Excerpted data Start Marker
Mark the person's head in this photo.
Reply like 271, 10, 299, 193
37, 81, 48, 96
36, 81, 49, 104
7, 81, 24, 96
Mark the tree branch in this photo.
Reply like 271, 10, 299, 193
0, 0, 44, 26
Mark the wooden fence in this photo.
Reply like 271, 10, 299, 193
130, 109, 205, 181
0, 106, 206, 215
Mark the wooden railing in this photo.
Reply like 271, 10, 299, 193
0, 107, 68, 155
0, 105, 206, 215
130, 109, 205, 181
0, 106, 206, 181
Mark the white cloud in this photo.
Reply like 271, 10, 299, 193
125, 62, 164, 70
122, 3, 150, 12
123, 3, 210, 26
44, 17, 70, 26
Excerpted data End Marker
Excerpted data Start Marker
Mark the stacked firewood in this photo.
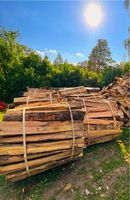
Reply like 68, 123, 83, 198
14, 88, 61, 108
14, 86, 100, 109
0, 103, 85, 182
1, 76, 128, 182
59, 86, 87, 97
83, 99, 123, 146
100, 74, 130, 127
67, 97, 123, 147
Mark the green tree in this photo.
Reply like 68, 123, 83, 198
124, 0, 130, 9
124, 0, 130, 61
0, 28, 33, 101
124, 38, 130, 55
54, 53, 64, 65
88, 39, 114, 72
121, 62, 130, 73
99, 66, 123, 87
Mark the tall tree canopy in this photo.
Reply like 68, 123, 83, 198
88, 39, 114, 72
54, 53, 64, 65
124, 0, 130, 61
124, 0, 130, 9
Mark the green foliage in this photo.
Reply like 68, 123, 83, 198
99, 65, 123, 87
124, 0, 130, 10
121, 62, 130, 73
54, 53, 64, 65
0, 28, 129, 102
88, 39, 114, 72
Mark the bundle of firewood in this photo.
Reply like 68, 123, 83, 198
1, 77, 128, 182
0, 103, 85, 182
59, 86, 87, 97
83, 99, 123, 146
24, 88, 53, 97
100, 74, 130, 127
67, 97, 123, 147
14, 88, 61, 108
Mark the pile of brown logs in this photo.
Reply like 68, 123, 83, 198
Excerpted data End Marker
■ **Exercise**
Gather all lines from the listing above in which "wooden" occurs.

■ **Task answer**
Mark the wooden fence in this photo.
Mark the wooden railing in this photo.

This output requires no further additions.